— Consegna —
Indica in quale anno, secondo l'articolo sul tartufo bianco, sono stati raccolti i primi tartufi in una delle piantagioni francesi.

— Estratto della pagina —
Per la prima volta raccolti in una piantagione al di fuori dell’areale geografico naturale della specie. Un progetto nato da Inrae e Vivai Robin

La Francia apre una nuova strada nella coltivazione del tartufo bianco, il più raro e costoso, che, da oggi, non trova più soltanto la sua collocazione naturale, quasi esclusiva, nel territorio italiano, con zone di eccellenza assoluta, da Alba alle Crete Senesi, da Acqualagna nelle Marche a San Giovanni d’Asso a Montalcino, a San Miniato (Pisa), per citare le più celebri. Adesso un progetto “made in France”, che ha dato un risultato importante dopo nove anni di ricerca congiunta tra il centro di ricerca Inrae ed i Vivai Robin, ha consentito di realizzare Oltralpe le prime piantagioni per la coltivazione del tartufo bianco pregiato, utilizzando piantine preventivamente micorrizate con Tuber Magnatum. La reale persistenza in queste piantagioni è stata verificata dopo tre/otto anni dalla loro realizzazione e, in una di esse, i primi tartufi sono stati raccolti nel 2019, quattro anni e mezzo dopo la messa a dimora delle piantine micorrizate. I risultati scientifici di questo lavoro sono stati pubblicati il 16 febbraio sulla rivista Mycorrhiza. La produzione di corpi fruttiferi di Tuber magnatum in una piantagione al di fuori della sua area di distribuzione naturale, spiega una nota, e è una prima mondiale ed apre la strada allo sviluppo della coltivazione di questo tartufo in Italia, ma anche altrove nel mondo.

Il tartufo bianco pregiato italiano è una star a livello internazionale per molti ristoranti di prestigio. Il suo particolare profumo lo rendeva unico già nel Settecento, quando i principi di Savoia lo usavano nelle loro trattative diplomatiche. Il corpo fruttifero (tartufo) di Tuber magnatum è il risultato della simbiosi tra questo fungo ed alberi come querce, salici, carpini e pioppi. Questo tartufo, la cui produzione annuale è limitata ad alcune decine di tonnellate, si raccoglie naturalmente in Italia, nella penisola balcanica, più raramente in Svizzera e nel sud-est della Francia. I tentativi di coltivazione sono iniziati negli anni ’70 proprio in Italia, dove sono state vendute più di 500.000 piante. La raccolta dei primi tartufi è avvenuta 15/20 anni dopo la realizzazione delle piantagioni, ma solo in una decina di esse, tutte situate in zone nelle quali questo tartufo si trova naturalmente. Non è stato pertanto possibile discriminare tra la produzione di tartufi avvenuta in queste piantagioni in seguito alla messa a dimora delle piantine micorrizate e quella dovuta al tartufo naturalmente presente in queste zone.

— Dati estratti —
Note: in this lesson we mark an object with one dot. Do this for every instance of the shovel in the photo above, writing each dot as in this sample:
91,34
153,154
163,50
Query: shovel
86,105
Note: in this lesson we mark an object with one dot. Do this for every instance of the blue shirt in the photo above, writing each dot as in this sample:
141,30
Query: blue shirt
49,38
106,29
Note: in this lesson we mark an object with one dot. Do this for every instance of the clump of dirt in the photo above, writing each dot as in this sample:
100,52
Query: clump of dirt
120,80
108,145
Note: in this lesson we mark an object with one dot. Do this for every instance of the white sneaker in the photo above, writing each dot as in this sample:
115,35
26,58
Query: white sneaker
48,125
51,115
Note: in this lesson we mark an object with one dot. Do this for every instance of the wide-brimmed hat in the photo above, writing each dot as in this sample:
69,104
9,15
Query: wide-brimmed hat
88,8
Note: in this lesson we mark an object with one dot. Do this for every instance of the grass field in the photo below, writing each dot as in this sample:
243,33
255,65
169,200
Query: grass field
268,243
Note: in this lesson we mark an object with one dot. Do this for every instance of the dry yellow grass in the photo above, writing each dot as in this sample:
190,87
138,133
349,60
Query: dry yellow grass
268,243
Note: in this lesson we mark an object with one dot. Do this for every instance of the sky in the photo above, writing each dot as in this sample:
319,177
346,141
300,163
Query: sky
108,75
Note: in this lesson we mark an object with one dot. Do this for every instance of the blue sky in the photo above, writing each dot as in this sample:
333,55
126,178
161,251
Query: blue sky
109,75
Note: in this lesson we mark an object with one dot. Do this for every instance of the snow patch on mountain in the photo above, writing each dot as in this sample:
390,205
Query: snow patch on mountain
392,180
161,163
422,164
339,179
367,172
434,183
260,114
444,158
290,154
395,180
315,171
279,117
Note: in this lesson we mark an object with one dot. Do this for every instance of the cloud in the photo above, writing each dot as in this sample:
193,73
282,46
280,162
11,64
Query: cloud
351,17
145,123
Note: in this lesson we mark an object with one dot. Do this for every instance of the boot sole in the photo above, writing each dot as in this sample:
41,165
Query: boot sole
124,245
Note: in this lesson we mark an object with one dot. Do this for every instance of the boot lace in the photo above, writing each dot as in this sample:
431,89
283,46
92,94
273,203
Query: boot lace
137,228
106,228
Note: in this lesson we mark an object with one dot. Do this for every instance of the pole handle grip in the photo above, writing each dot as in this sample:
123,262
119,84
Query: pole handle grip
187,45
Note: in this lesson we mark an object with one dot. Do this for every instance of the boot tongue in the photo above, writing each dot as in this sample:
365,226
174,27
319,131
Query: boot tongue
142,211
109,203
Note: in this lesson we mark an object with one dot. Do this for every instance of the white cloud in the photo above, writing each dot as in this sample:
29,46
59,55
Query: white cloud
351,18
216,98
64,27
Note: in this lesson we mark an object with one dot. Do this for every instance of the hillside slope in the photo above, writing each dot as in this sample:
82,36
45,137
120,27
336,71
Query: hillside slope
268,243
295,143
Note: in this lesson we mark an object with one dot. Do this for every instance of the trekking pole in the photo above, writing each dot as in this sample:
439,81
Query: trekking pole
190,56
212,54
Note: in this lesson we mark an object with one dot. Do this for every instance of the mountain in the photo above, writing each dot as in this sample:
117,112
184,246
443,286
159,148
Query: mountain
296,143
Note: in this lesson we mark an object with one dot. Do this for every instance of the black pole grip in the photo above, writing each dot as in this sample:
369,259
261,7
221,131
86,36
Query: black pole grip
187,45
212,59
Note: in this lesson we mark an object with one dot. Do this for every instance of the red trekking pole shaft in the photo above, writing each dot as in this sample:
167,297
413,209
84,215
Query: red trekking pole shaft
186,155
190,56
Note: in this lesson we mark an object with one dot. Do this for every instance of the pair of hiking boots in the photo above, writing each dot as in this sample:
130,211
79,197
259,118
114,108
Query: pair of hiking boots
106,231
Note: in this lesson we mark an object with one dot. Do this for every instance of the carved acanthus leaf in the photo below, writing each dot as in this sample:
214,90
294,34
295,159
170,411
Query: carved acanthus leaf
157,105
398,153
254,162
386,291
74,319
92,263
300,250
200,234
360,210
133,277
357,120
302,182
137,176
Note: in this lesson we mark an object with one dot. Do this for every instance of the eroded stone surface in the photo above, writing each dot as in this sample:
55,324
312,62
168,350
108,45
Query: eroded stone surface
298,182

— Risposta completa —
Nel 2019, quattro anni e mezzo dopo la messa a dimora delle piantine micorrizate.